(Records shown):
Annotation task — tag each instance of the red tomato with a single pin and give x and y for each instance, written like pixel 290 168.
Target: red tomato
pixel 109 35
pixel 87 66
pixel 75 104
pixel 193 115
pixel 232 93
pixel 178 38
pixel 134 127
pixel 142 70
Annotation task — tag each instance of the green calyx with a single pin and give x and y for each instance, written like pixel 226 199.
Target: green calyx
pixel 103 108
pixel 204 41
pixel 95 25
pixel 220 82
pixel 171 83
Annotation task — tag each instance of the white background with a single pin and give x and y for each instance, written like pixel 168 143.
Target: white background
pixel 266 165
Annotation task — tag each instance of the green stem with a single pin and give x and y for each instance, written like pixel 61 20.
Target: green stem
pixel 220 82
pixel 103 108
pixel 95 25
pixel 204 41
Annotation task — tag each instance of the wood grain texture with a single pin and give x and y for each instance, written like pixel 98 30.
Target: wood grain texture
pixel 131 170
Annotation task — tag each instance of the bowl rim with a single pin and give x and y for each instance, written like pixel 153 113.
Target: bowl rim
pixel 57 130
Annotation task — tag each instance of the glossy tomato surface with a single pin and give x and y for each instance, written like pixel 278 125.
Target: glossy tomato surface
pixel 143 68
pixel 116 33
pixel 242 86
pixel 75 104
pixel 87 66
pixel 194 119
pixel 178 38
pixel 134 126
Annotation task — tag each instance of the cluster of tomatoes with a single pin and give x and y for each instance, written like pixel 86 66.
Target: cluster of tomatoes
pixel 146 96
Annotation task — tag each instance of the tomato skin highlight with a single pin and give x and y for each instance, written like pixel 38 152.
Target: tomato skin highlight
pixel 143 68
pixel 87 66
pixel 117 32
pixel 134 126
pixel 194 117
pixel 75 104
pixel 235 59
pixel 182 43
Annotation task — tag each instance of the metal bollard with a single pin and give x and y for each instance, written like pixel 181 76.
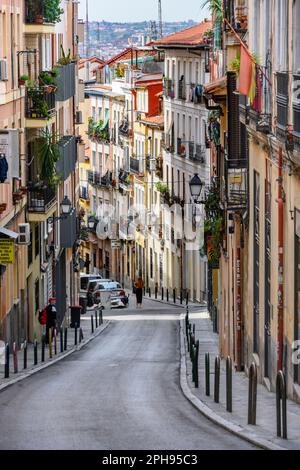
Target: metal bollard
pixel 252 395
pixel 217 379
pixel 196 358
pixel 50 343
pixel 80 335
pixel 281 407
pixel 6 367
pixel 229 384
pixel 76 335
pixel 61 340
pixel 35 352
pixel 43 347
pixel 55 341
pixel 65 339
pixel 15 357
pixel 25 354
pixel 207 374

(Given request): Can you format the whole listing as a JSON list of strings, one string per line, skipping blank lines and leaving out the pictures?

(Task result):
[
  "Annotation task — tag each instance of the red tomato with a single pin and give x and y for each instance, written like pixel 290 168.",
  "Target: red tomato",
  "pixel 109 35",
  "pixel 87 66",
  "pixel 75 104",
  "pixel 193 115",
  "pixel 232 93",
  "pixel 178 38",
  "pixel 134 127",
  "pixel 142 70",
  "Annotation task — tag each instance of the green calyx with a single pin and give x and y for each instance, written like pixel 226 199.",
  "Target: green calyx",
  "pixel 103 108",
  "pixel 204 41",
  "pixel 95 25",
  "pixel 220 82",
  "pixel 171 83",
  "Annotation task — tag each instance of the white background with a single pin and give x and y for each instance, written like pixel 168 143.",
  "Target: white background",
  "pixel 266 165",
  "Annotation task — tag each instance of the green stem with a single pin and give x and y for each instance, written like pixel 61 20.",
  "Target: green stem",
  "pixel 220 82",
  "pixel 103 108",
  "pixel 95 25",
  "pixel 204 41",
  "Annotation task — tag each instance of the wood grain texture with a single pin and give x and y for each instance, written like pixel 98 30.",
  "Target: wood grain texture",
  "pixel 131 170",
  "Annotation task — tag each instance of the bowl rim with a single pin and give x and y for each instance, written like pixel 153 113.",
  "Target: bowl rim",
  "pixel 57 130",
  "Annotation task — tag each instance of the glossy tomato surface with a single pin and give x and y for each instance, written like pixel 278 125.",
  "Target: glossy tomato surface",
  "pixel 143 68",
  "pixel 116 33",
  "pixel 242 86",
  "pixel 75 104",
  "pixel 87 66",
  "pixel 194 119",
  "pixel 178 38",
  "pixel 134 126",
  "Annotation task — tag each instance of the cluster of tomatoes with a single pin and give x and y for each instance, written like pixel 86 66.",
  "Target: cluster of tomatoes",
  "pixel 146 96",
  "Annotation task — tag each instance of the tomato skin highlight with a single pin and give x and y for each instance, written like pixel 38 152.",
  "Target: tomato skin highlight",
  "pixel 143 68",
  "pixel 87 66",
  "pixel 117 32",
  "pixel 134 126",
  "pixel 194 117",
  "pixel 75 104",
  "pixel 235 59",
  "pixel 182 43",
  "Annotation task — tag each instance of the metal bollard with a single pin and give x and y for each instance, written like pixel 181 76.",
  "Target: metal bollard",
  "pixel 252 395",
  "pixel 217 379",
  "pixel 196 358",
  "pixel 50 343",
  "pixel 80 335",
  "pixel 281 407",
  "pixel 6 367",
  "pixel 229 384",
  "pixel 76 335",
  "pixel 61 340",
  "pixel 35 352",
  "pixel 43 347",
  "pixel 55 341",
  "pixel 65 339",
  "pixel 15 357",
  "pixel 25 354",
  "pixel 207 374"
]